What you should do:
Reproduce every one of the rows below word for word, from the first through the last, and leave the pictures out of your reproduction.

Provided records:
— start —
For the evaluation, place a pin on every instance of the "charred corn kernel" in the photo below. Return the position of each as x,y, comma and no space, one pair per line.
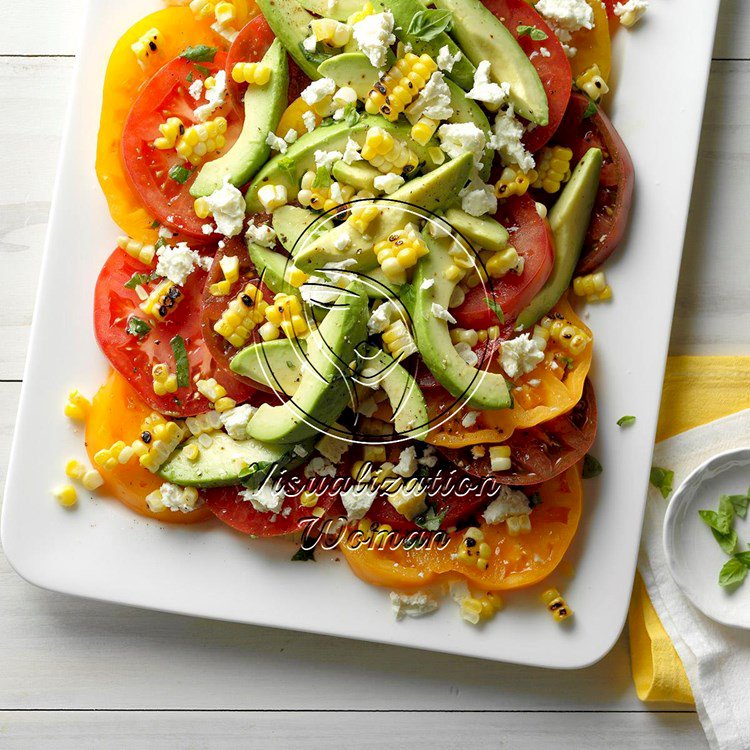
593,287
553,168
333,33
565,334
243,313
398,88
272,197
592,83
202,139
162,300
556,605
397,340
257,74
66,495
77,406
514,181
423,129
163,381
137,250
500,458
147,46
502,262
400,252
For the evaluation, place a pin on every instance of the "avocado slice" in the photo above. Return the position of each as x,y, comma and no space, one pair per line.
481,389
403,13
483,231
433,191
264,106
325,389
221,464
482,36
569,220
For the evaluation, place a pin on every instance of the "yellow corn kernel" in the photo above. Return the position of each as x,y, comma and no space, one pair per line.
202,139
400,86
170,131
162,300
66,495
556,605
137,250
592,83
257,74
553,168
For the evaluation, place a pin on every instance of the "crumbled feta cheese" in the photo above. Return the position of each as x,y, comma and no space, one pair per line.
388,183
227,206
358,500
520,355
441,313
509,503
374,35
215,97
412,605
486,90
445,60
— end —
Finished answer:
For the evaluation, place a pin on every instance of the "charred corn kernel" in the photo below. Return the position of each as x,y, comma and no space, one pair per line.
593,287
553,168
333,33
565,334
243,313
398,88
272,197
592,83
202,139
162,300
556,605
397,340
257,74
66,495
77,406
514,181
423,129
163,381
137,250
500,458
147,46
502,262
400,252
For the evaluation, place a pin on every instance of the "avocado slice" in the photo above. Return the position of each as x,y, comma and no space, one pair per line.
481,389
403,13
483,231
433,191
264,106
325,389
221,464
482,36
569,220
For the evaluation, place a pin on every instance of the "yellow corn kernel" in the photo above. Return the position of each as x,y, comma and no space, one pair per line.
202,139
400,86
170,131
162,300
66,495
556,605
137,250
592,83
257,74
553,168
For the evaluation, place a pin on every instance of the "crumbled feta cheese" in the photo above. Return the position of each as x,y, comma and no space, one pair per line.
388,183
227,206
358,500
520,355
441,313
509,503
374,35
215,97
412,605
486,90
445,60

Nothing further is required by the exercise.